Excerpts of location labeling data

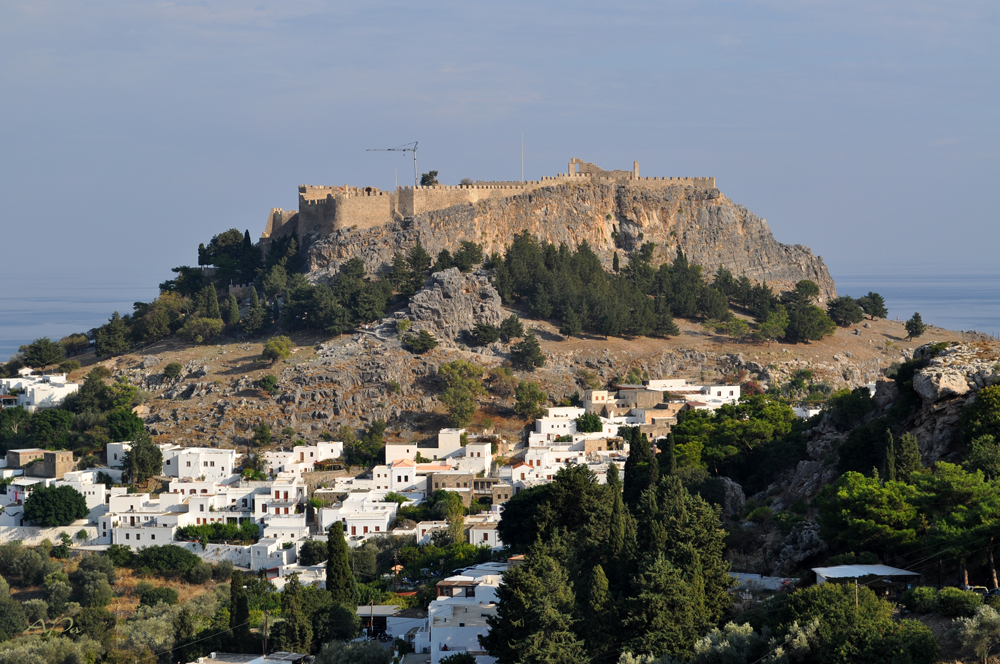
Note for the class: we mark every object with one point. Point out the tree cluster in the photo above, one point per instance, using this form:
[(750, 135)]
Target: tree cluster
[(602, 577)]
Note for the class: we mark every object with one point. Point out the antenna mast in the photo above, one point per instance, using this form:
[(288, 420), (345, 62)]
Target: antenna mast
[(402, 148)]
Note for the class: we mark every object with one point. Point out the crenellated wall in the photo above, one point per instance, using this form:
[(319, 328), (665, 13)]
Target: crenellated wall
[(326, 209)]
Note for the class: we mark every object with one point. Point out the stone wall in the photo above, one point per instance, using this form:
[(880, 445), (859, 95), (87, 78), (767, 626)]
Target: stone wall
[(609, 216)]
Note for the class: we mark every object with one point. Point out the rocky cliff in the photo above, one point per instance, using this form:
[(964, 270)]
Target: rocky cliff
[(610, 217)]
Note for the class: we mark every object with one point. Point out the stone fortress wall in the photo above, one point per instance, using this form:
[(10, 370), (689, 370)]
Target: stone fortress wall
[(326, 209)]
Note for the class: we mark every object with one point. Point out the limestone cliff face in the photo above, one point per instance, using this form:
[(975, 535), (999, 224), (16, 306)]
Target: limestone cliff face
[(707, 226)]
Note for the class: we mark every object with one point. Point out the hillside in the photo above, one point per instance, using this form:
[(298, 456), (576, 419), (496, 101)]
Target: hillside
[(618, 217)]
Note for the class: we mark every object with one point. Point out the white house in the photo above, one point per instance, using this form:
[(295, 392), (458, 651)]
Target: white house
[(39, 391), (456, 618), (302, 458), (198, 462), (361, 514)]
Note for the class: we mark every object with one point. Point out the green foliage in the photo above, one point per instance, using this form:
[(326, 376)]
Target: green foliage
[(276, 348), (915, 327), (534, 620), (338, 652), (124, 425), (312, 552), (982, 416), (221, 533), (485, 334), (858, 511), (340, 582), (165, 560), (874, 305), (955, 603), (527, 354), (55, 506), (421, 342), (845, 310), (921, 599), (142, 461), (150, 595), (468, 256), (589, 423), (269, 384), (979, 634), (463, 383), (43, 352), (511, 328), (201, 330), (112, 338), (529, 397)]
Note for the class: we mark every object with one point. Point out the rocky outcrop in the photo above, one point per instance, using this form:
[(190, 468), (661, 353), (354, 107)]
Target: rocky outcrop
[(710, 229), (800, 545), (451, 304)]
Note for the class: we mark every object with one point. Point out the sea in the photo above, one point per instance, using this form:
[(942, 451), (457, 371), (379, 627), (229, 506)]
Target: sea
[(55, 306)]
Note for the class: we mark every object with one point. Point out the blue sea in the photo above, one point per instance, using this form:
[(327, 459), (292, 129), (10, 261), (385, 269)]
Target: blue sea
[(33, 306), (40, 306)]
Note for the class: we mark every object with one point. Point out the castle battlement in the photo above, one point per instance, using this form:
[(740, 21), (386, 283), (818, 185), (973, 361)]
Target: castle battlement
[(324, 209)]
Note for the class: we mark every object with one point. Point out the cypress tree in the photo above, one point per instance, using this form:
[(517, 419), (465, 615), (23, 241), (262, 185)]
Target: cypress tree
[(294, 633), (339, 578), (641, 471), (598, 615), (232, 311), (667, 459), (907, 457), (239, 613), (890, 457)]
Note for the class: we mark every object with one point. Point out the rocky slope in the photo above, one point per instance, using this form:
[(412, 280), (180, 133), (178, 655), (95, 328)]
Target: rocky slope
[(707, 226)]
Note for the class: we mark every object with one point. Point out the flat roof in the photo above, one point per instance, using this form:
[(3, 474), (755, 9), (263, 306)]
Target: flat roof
[(854, 571)]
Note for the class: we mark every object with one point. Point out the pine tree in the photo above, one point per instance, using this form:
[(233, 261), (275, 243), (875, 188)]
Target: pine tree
[(339, 578), (571, 324), (915, 326), (112, 338), (232, 311)]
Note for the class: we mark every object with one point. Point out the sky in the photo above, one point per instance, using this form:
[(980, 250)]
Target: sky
[(135, 129)]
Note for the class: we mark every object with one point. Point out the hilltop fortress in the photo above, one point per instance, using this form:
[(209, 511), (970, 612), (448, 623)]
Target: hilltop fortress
[(611, 210)]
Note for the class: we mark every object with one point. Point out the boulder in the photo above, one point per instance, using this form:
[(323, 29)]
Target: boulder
[(734, 498), (933, 386), (452, 303)]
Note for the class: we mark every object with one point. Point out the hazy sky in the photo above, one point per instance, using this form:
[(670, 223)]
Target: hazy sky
[(133, 130)]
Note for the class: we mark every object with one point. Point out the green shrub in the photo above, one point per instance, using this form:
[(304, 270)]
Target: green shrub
[(150, 595), (421, 342), (172, 371), (276, 348), (268, 383), (956, 603), (920, 600)]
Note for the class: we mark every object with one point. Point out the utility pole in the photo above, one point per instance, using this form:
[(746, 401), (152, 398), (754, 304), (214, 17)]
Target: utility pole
[(402, 148)]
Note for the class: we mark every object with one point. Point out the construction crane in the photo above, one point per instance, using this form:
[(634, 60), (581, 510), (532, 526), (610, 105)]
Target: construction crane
[(403, 148)]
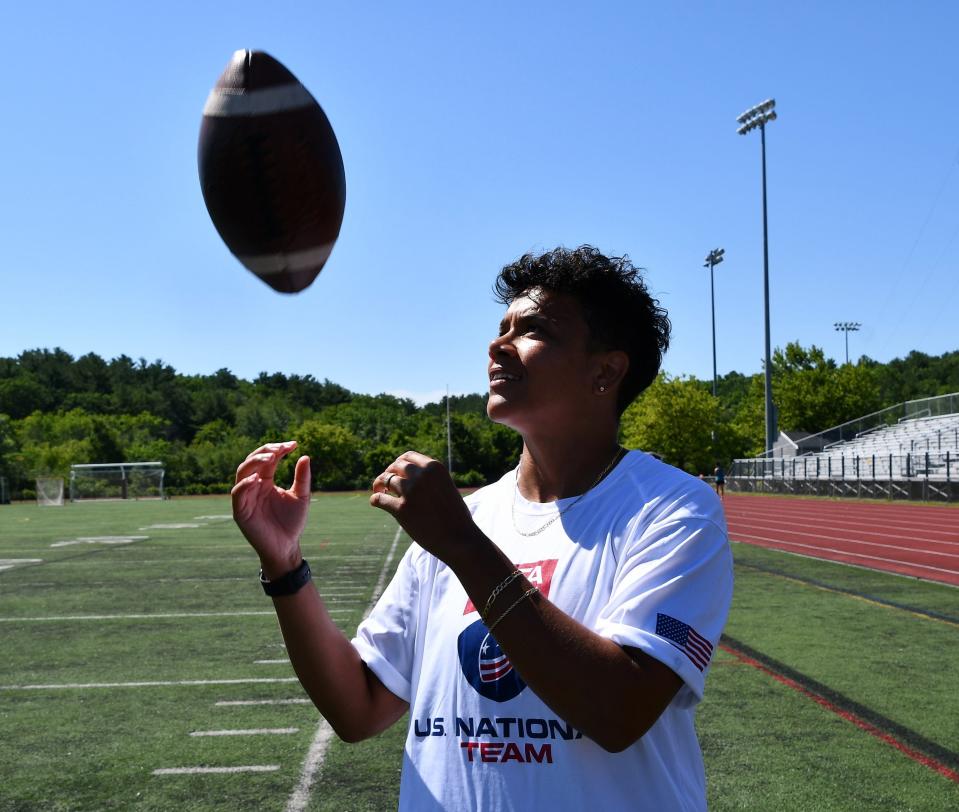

Brief:
Render all of the items above as a JSON list of strings, with one string per line and no blank lines. Omit the pictures.

The answer:
[
  "Note for the class: we mark every object with one point. Point out the tree cluster in the photo above, one point per instance, using this form:",
  "[(750, 135)]",
  "Target: tree cluster",
  "[(602, 577)]",
  "Note for the class: we mark every object with one point. Point out the antenna mast in the photo above, one point per instance, using this form:",
  "[(288, 420), (345, 62)]",
  "Target: antenna mast",
  "[(402, 148)]",
  "Note for the class: we mark every object with one point. Point out the crenellated wall in the photo above, one point per instance, using this form:",
  "[(319, 328), (665, 13)]",
  "Target: crenellated wall",
  "[(326, 209)]",
  "Note for the class: we mark every object with one point. Point out the stone wall in the photo above, one point per instance, using this form:",
  "[(880, 445), (859, 95), (87, 78), (767, 626)]",
  "Target: stone wall",
  "[(609, 216)]",
  "Note for the class: we mark every object with one point. Point out the rocky cliff in the photo above, one point per instance, using this form:",
  "[(964, 270)]",
  "Target: rocky cliff",
  "[(610, 217)]",
  "Note for the class: we mark every object with one point. Point out the stone fortress wall in the photo above, one point per instance, using this form:",
  "[(10, 370), (689, 370)]",
  "Target: stone fortress wall",
  "[(326, 209)]",
  "Note for the class: we mark every object with one point. Point out the limestone cliff face in the photo above, one point per instance, using this form:",
  "[(975, 535), (999, 224), (16, 306)]",
  "Target: limestone cliff face",
  "[(707, 226)]",
  "Note for the class: we mark every object with one point. Point out the hillside in the photo above, one point per instance, using this form:",
  "[(298, 456), (576, 419), (496, 101)]",
  "Target: hillside",
  "[(618, 217)]",
  "Note for the class: we mark every object with one point. Point out the white house in the photo above, one point per instance, using this form:",
  "[(295, 392), (458, 651)]",
  "Target: white house",
  "[(39, 391), (456, 618), (302, 458), (198, 462), (361, 514)]",
  "Note for the class: we mark every object with one point. Point out the green foliage in the photo above, one point per instance, using this form:",
  "[(326, 376)]",
  "Target: green foliage",
  "[(276, 348), (915, 327), (534, 620), (338, 652), (124, 425), (312, 552), (982, 416), (221, 533), (485, 334), (858, 511), (340, 582), (165, 560), (874, 305), (955, 603), (527, 354), (55, 506), (421, 342), (845, 310), (921, 599), (142, 461), (150, 595), (468, 256), (589, 423), (269, 384), (979, 634), (463, 383), (43, 352), (511, 328), (201, 330), (112, 338), (529, 397)]",
  "Note for the class: we mark every object with one point. Point out the rocky outcrop in the photo above, one point per instance, using this form:",
  "[(190, 468), (661, 353), (354, 107)]",
  "Target: rocky outcrop",
  "[(710, 229), (800, 545), (451, 304)]",
  "Note for the class: we mark every object with one point. Point out the sea in the photo above, one point per instance, using this form:",
  "[(942, 451), (457, 371), (379, 627), (229, 506)]",
  "Target: sea",
  "[(55, 306)]",
  "Note for the class: we mark every object with one point. Point out the blue sea in the photo above, one point per instance, using this form:",
  "[(327, 459), (292, 129), (10, 261), (385, 269)]",
  "Target: blue sea",
  "[(33, 306), (40, 306)]",
  "Note for the class: we mark every object with one point. Point out the castle battlement in the photo above, one point per instance, using this form:",
  "[(740, 21), (386, 283), (818, 185), (973, 361)]",
  "Target: castle battlement",
  "[(324, 209)]",
  "Note for the class: we mark every object with one point. Point out the cypress tree in the photo above, one point per instance, using this form:",
  "[(517, 419), (465, 615), (23, 241), (262, 185)]",
  "Target: cypress tree",
  "[(294, 633), (339, 578), (641, 471), (598, 615), (232, 311), (667, 459), (907, 457), (239, 613), (890, 457)]",
  "Note for the class: we mark every object with one point. Point out the rocky slope in the photo above, one point per instance, using this form:",
  "[(412, 280), (180, 133), (178, 655), (95, 328)]",
  "Target: rocky slope",
  "[(707, 226)]",
  "Note for the class: we mark every object with one point. Point out the flat roof in the photo above, one point per instance, using this form:",
  "[(3, 474), (755, 9), (263, 306)]",
  "Target: flat roof",
  "[(854, 571)]",
  "Note for the class: we mark every object with one point. Point out the pine tree in the photo above, one point per instance, using this form:",
  "[(233, 261), (275, 243), (875, 188)]",
  "Target: pine tree",
  "[(339, 578), (571, 324), (915, 326), (112, 338), (232, 311)]",
  "Note for the class: we mark every object with one point. Point out the sky in the photo above, one point per instance, using this form:",
  "[(980, 250)]",
  "Target: sky",
  "[(135, 129)]",
  "Note for the class: we mark every object with one point. Point out the hilltop fortress in the photo above, one point per instance, using this form:",
  "[(209, 511), (970, 612), (448, 623)]",
  "Target: hilltop fortress",
  "[(611, 210)]",
  "Note for the class: we mark every object with one point. Point out the boulder in the photo above, one point per instance, using this form:",
  "[(323, 29)]",
  "Target: boulder",
  "[(734, 498), (933, 386), (452, 303)]",
  "Note for the class: we mark every object with one point. Point out the hazy sky in the photo above, one point per instance, using this form:",
  "[(670, 223)]",
  "Target: hazy sky",
  "[(133, 130)]",
  "Note for the class: we mark every object with one point. Point out the green shrub in the photo above, one point per instance, using this form:",
  "[(304, 270)]",
  "Target: green shrub",
  "[(150, 595), (421, 342), (172, 371), (276, 348), (268, 383), (956, 603), (920, 600)]",
  "Note for the class: we mark every object with one point. Point out the utility pole in the photo above, one point per instance, using this form:",
  "[(746, 401), (152, 398), (754, 304), (214, 17)]",
  "Target: utility pole",
  "[(402, 148)]",
  "Note for the class: we mark every object with one point. Point out the construction crane in the photo above, one point per instance, using this form:",
  "[(634, 60), (581, 510), (532, 526), (610, 105)]",
  "Target: construction crane",
  "[(403, 148)]"
]